#### Assignment:
The answer must restate every entry below word for word.
[[ The data open ]]
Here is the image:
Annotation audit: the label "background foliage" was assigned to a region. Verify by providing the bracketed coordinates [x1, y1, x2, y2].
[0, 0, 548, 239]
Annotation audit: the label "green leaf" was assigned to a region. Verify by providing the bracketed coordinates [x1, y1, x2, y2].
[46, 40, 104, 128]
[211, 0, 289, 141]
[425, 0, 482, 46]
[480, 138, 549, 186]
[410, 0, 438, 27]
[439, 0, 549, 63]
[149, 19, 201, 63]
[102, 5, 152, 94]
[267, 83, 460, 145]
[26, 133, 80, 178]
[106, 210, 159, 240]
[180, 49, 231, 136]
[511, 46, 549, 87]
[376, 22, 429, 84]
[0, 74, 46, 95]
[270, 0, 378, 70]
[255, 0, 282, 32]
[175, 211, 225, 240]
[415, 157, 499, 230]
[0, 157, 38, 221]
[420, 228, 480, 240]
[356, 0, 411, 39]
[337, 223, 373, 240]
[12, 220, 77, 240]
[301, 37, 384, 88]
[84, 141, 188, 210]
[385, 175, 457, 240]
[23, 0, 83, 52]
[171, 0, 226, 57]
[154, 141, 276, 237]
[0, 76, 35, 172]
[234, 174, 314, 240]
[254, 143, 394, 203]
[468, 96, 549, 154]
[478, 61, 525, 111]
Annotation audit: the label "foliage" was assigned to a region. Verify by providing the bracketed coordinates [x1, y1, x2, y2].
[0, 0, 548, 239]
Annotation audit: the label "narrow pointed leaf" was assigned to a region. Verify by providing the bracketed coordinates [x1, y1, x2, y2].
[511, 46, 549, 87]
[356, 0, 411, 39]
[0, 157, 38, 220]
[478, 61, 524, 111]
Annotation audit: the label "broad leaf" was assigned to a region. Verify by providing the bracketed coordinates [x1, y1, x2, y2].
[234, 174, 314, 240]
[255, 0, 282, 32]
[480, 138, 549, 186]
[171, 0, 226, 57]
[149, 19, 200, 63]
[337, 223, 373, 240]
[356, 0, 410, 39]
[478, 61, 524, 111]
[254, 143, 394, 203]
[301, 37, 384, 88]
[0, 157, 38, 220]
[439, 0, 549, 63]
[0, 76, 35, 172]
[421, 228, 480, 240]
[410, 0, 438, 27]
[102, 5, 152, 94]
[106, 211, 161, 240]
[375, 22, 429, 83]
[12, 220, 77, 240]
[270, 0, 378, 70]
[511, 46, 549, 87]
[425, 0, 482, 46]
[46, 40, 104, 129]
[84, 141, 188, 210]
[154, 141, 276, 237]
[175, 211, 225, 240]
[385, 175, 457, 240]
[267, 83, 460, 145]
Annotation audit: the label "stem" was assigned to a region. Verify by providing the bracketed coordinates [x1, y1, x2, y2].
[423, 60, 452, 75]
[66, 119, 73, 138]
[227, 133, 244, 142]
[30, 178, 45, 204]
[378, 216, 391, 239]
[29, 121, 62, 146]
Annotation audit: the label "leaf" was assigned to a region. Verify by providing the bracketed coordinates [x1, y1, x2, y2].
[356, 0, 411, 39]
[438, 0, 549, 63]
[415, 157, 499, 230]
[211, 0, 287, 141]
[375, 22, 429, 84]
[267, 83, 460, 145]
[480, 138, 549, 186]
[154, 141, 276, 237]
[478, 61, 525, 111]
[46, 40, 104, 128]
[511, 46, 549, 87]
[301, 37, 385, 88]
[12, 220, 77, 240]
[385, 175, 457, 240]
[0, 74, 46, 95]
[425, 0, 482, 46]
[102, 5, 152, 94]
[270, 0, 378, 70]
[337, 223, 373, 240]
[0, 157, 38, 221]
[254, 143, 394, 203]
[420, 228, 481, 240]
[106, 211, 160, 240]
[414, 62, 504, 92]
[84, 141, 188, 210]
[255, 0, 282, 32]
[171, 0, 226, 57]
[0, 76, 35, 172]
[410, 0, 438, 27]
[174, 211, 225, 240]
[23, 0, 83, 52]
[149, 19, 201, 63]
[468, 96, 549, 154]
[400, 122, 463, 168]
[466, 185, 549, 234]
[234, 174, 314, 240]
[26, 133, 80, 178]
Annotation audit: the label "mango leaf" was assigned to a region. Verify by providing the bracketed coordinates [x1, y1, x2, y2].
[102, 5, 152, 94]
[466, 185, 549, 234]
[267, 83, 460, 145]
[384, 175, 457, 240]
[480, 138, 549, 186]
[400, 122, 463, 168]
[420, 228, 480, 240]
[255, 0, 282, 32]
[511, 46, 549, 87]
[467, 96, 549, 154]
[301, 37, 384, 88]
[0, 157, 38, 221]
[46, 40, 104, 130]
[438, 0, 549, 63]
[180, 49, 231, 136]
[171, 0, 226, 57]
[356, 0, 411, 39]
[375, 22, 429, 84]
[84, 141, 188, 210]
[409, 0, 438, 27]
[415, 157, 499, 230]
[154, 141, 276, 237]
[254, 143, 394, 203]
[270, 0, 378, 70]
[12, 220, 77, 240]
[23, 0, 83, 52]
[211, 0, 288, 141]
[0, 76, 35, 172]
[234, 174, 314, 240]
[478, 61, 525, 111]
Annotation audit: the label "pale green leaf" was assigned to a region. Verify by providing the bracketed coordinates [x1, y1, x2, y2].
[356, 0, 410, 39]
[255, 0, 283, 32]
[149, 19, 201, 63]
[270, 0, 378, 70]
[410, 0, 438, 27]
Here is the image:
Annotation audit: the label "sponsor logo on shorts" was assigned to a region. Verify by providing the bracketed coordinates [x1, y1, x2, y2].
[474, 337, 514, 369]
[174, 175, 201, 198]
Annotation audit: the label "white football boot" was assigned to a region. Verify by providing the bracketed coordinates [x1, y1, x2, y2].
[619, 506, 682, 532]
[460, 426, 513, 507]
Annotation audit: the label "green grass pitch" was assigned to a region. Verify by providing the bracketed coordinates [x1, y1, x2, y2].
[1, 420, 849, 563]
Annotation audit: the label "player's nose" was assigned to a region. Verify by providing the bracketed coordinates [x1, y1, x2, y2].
[[ The data closed ]]
#### Written response:
Here is the image:
Annotation audit: the label "background foliage" was assigned to a region. Verify by providing the bracketed coordinates [x1, y1, x2, y2].
[0, 0, 548, 239]
Annotation audit: the label "green leaf" was assigned to a region. Verify by providing the bracketed coordinates [x1, y1, x2, y2].
[46, 40, 104, 128]
[211, 0, 289, 141]
[425, 0, 482, 46]
[480, 138, 549, 186]
[410, 0, 438, 27]
[439, 0, 549, 63]
[149, 19, 201, 63]
[102, 5, 152, 94]
[267, 83, 460, 145]
[26, 133, 80, 178]
[106, 210, 159, 240]
[180, 49, 231, 136]
[511, 46, 549, 87]
[376, 22, 429, 84]
[0, 74, 46, 95]
[270, 0, 378, 70]
[255, 0, 282, 32]
[175, 211, 225, 240]
[415, 157, 499, 230]
[0, 157, 38, 221]
[420, 228, 480, 240]
[356, 0, 411, 39]
[337, 223, 373, 240]
[12, 220, 77, 240]
[301, 37, 384, 88]
[84, 141, 188, 210]
[385, 175, 457, 240]
[23, 0, 83, 52]
[171, 0, 226, 57]
[154, 141, 276, 237]
[0, 76, 35, 172]
[234, 174, 314, 240]
[254, 143, 394, 203]
[468, 96, 549, 154]
[478, 61, 525, 111]
Annotation audit: the label "foliage" was assigned to a region. Verify by providing the bracketed coordinates [x1, y1, x2, y2].
[0, 0, 548, 239]
Annotation audit: the label "narrow pointed leaf" was assigned to a region. Verify by providing the bracketed coordinates [x1, y1, x2, y2].
[511, 46, 549, 87]
[356, 0, 411, 39]
[0, 157, 38, 220]
[478, 61, 524, 111]
Annotation audit: the label "broad leaf" was assigned to a region. Verify by providing the bracketed coordinates [x1, y1, x2, y2].
[234, 174, 314, 240]
[255, 0, 282, 32]
[480, 138, 549, 186]
[171, 0, 226, 57]
[149, 19, 200, 63]
[337, 223, 373, 240]
[356, 0, 410, 39]
[478, 61, 524, 111]
[254, 143, 394, 203]
[301, 37, 384, 88]
[0, 157, 38, 220]
[439, 0, 549, 63]
[0, 76, 35, 172]
[421, 228, 480, 240]
[410, 0, 438, 27]
[102, 5, 152, 94]
[106, 211, 161, 240]
[375, 22, 429, 83]
[12, 220, 77, 240]
[270, 0, 378, 70]
[511, 46, 549, 87]
[425, 0, 482, 46]
[46, 40, 104, 129]
[84, 141, 188, 210]
[154, 141, 276, 237]
[175, 211, 225, 240]
[385, 175, 457, 240]
[267, 83, 460, 145]
Annotation audit: the label "stem" was assigned to a region. Verify by providing the bracketed coordinates [x1, y1, x2, y2].
[423, 60, 452, 75]
[66, 119, 73, 138]
[227, 133, 244, 142]
[30, 178, 45, 204]
[378, 216, 391, 239]
[29, 121, 62, 146]
Annotation audit: the label "leaf" was assigned to a region. Verify by providing the bracketed coordinates [x1, y1, x2, y2].
[356, 0, 411, 39]
[438, 0, 549, 63]
[415, 157, 499, 230]
[211, 0, 287, 141]
[375, 22, 429, 84]
[267, 83, 460, 145]
[480, 138, 549, 186]
[154, 141, 276, 237]
[478, 61, 525, 111]
[46, 40, 104, 128]
[511, 46, 549, 87]
[301, 37, 385, 88]
[12, 220, 77, 240]
[385, 175, 457, 240]
[0, 74, 46, 95]
[425, 0, 482, 46]
[102, 5, 152, 94]
[270, 0, 378, 70]
[337, 223, 373, 240]
[0, 157, 38, 221]
[254, 143, 394, 203]
[420, 228, 481, 240]
[106, 211, 160, 240]
[414, 62, 504, 92]
[84, 141, 188, 210]
[255, 0, 282, 32]
[171, 0, 226, 57]
[0, 76, 35, 172]
[410, 0, 438, 27]
[174, 211, 225, 240]
[23, 0, 83, 52]
[149, 19, 201, 63]
[468, 96, 549, 154]
[400, 122, 463, 168]
[466, 185, 549, 234]
[234, 174, 314, 240]
[26, 133, 80, 178]
Annotation audit: the label "mango leaf" was assigned to a region. Verify by providing the bracketed coordinates [x1, y1, x2, y2].
[102, 5, 152, 94]
[466, 185, 549, 234]
[267, 83, 460, 145]
[384, 175, 457, 240]
[480, 138, 549, 186]
[400, 122, 463, 168]
[420, 228, 480, 240]
[255, 0, 282, 32]
[511, 46, 549, 87]
[467, 96, 549, 154]
[301, 37, 384, 88]
[0, 157, 38, 221]
[46, 40, 104, 130]
[438, 0, 549, 63]
[180, 49, 231, 136]
[171, 0, 226, 57]
[356, 0, 411, 39]
[375, 22, 429, 84]
[84, 141, 188, 210]
[409, 0, 438, 27]
[415, 157, 499, 230]
[154, 141, 276, 237]
[254, 143, 394, 203]
[270, 0, 378, 70]
[12, 220, 77, 240]
[23, 0, 83, 52]
[211, 0, 288, 141]
[0, 76, 35, 172]
[234, 174, 314, 240]
[478, 61, 525, 111]
Annotation audit: the label "pale green leaf" was assigned to a region. Verify by providing the bracketed coordinates [x1, y1, x2, y2].
[356, 0, 410, 39]
[255, 0, 283, 32]
[149, 19, 201, 63]
[270, 0, 378, 70]
[410, 0, 438, 27]
Here is the image:
Annotation audit: the label "sponsor logo on shorts" was assigned to a region. Verify by providing the bracketed coordinates [x1, y1, x2, y2].
[474, 337, 514, 369]
[174, 175, 201, 198]
Annotation audit: the label "white football boot" was assigned to a region. Verify by providing the bracketed coordinates [x1, y1, x2, y2].
[619, 506, 682, 532]
[460, 426, 513, 507]
Annotation audit: the label "green grass pitch" was assigned to a region. Verify by providing the bracketed coordinates [x1, y1, x2, y2].
[1, 420, 849, 563]
Annotation audit: the label "player's nose" was assigned to a region. Verify by providing the bracketed coordinates [x1, y1, x2, y2].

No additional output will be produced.